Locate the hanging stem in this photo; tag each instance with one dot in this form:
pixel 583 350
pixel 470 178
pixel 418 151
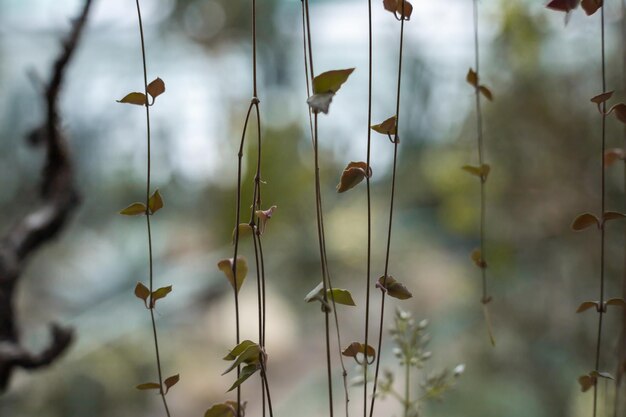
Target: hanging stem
pixel 150 261
pixel 396 142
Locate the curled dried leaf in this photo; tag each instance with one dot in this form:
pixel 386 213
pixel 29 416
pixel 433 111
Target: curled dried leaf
pixel 134 209
pixel 134 98
pixel 352 175
pixel 156 88
pixel 585 220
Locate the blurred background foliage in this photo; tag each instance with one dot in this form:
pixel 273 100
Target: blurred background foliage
pixel 542 137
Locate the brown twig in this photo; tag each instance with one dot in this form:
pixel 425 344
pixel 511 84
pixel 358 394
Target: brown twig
pixel 59 199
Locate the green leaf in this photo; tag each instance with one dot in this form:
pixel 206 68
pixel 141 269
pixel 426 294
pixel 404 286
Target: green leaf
pixel 585 220
pixel 134 98
pixel 238 350
pixel 320 102
pixel 246 372
pixel 148 385
pixel 394 288
pixel 340 296
pixel 248 356
pixel 352 175
pixel 142 292
pixel 226 266
pixel 171 381
pixel 155 202
pixel 160 293
pixel 586 306
pixel 156 88
pixel 220 410
pixel 388 127
pixel 331 81
pixel 134 209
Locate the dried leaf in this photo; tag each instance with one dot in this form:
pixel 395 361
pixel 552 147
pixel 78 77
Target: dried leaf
pixel 148 385
pixel 226 266
pixel 591 6
pixel 134 98
pixel 134 209
pixel 613 155
pixel 160 293
pixel 585 220
pixel 563 5
pixel 388 127
pixel 394 288
pixel 352 175
pixel 356 348
pixel 320 102
pixel 486 92
pixel 330 81
pixel 142 292
pixel 586 306
pixel 156 88
pixel 264 216
pixel 586 382
pixel 155 202
pixel 171 381
pixel 472 78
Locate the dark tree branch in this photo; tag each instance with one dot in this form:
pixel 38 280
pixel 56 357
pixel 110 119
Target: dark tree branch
pixel 59 198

^^^^^^^^

> PROBLEM TO WORK ON
Repeat the data word for word from the line with "Locate the dried" to the line with "pixel 472 78", including both of those lines and nothing else.

> THE RESPONSE
Locate the dried leaf in this photo; tag each instance with one dot in this form:
pixel 395 361
pixel 552 147
pixel 78 77
Target: dried leaf
pixel 148 385
pixel 226 266
pixel 591 6
pixel 134 98
pixel 134 209
pixel 613 155
pixel 160 293
pixel 585 220
pixel 563 5
pixel 388 127
pixel 394 288
pixel 352 175
pixel 356 348
pixel 320 102
pixel 486 92
pixel 330 81
pixel 142 292
pixel 586 306
pixel 156 88
pixel 264 216
pixel 586 382
pixel 155 202
pixel 171 381
pixel 472 78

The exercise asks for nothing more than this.